#### Problem description:
Please scale the records below from the line containing "Can you spot the paper" down through the line containing "x=312, y=330", inclusive. Repeat every line in that range with the requests unchanged, and multiply each x and y coordinate in the answers by 2.05, rounding to whole numbers with halves rounded up.

#### Data extract:
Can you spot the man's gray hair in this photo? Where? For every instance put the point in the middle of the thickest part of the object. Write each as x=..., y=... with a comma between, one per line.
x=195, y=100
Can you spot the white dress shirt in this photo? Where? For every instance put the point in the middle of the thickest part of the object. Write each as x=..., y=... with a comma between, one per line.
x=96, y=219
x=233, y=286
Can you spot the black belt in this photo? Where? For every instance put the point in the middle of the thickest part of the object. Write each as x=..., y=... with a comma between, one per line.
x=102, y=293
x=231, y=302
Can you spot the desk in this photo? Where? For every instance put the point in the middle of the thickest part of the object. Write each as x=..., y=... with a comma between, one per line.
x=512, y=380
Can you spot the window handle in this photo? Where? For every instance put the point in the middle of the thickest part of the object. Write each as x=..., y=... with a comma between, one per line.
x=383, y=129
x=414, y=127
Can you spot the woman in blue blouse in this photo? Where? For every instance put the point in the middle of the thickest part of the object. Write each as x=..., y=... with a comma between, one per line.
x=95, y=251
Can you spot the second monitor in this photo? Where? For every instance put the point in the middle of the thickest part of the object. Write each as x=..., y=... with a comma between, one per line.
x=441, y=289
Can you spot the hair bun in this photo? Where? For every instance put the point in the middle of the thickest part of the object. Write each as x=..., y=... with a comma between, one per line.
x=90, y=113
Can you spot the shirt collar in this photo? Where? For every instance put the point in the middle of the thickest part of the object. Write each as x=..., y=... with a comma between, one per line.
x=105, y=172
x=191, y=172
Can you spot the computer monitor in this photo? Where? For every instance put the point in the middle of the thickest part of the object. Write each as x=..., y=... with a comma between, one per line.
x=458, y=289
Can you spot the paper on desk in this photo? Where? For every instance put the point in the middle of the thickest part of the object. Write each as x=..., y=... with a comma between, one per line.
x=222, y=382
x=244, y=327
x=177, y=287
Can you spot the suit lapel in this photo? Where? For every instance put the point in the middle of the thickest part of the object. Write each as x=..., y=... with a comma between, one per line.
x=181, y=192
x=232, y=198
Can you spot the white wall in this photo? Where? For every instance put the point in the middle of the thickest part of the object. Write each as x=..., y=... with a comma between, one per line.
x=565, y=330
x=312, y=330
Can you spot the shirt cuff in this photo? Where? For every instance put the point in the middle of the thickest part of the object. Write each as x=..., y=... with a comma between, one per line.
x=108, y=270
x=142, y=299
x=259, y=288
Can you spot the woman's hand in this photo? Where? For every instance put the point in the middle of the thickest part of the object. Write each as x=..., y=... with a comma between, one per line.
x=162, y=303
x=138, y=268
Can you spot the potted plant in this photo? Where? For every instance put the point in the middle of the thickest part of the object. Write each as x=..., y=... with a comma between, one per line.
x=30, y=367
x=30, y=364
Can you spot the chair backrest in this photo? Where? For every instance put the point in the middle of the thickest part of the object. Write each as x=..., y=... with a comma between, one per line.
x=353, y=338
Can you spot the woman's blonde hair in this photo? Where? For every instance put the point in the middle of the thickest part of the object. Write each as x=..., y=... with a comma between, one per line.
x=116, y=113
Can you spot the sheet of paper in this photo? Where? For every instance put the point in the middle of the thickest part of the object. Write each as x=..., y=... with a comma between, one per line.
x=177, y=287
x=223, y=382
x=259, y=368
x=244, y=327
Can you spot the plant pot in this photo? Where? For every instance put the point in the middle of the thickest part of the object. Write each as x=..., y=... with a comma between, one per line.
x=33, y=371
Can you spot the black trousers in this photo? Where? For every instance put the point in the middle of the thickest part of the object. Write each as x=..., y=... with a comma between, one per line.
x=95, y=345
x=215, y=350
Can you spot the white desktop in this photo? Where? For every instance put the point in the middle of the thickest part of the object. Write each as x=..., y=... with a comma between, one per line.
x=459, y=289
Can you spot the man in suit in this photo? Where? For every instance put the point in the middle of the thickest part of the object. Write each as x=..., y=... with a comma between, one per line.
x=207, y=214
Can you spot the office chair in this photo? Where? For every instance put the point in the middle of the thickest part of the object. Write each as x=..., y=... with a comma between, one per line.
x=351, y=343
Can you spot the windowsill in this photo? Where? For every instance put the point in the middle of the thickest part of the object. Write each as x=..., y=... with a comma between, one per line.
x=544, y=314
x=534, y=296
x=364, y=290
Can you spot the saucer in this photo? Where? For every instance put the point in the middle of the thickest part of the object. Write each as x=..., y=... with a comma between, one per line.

#### Solution for this exercise:
Can you spot the paper on desk in this photo? Where? For every instance put the point in the middle of the thickest part of the object. Write each as x=..., y=... with a comma between, one per line.
x=455, y=783
x=500, y=670
x=363, y=588
Can you spot the suit lapel in this photo? Where? For every instance put the point in the middle of the thickest part of the object. Write each as x=..., y=... with a comma between, one per line.
x=371, y=394
x=476, y=406
Can you spot the white wall in this photo? Where? For every instance put the point in the middle of the thickest part of the object. Write each as x=..., y=... with a comma between, one per line.
x=1158, y=677
x=640, y=677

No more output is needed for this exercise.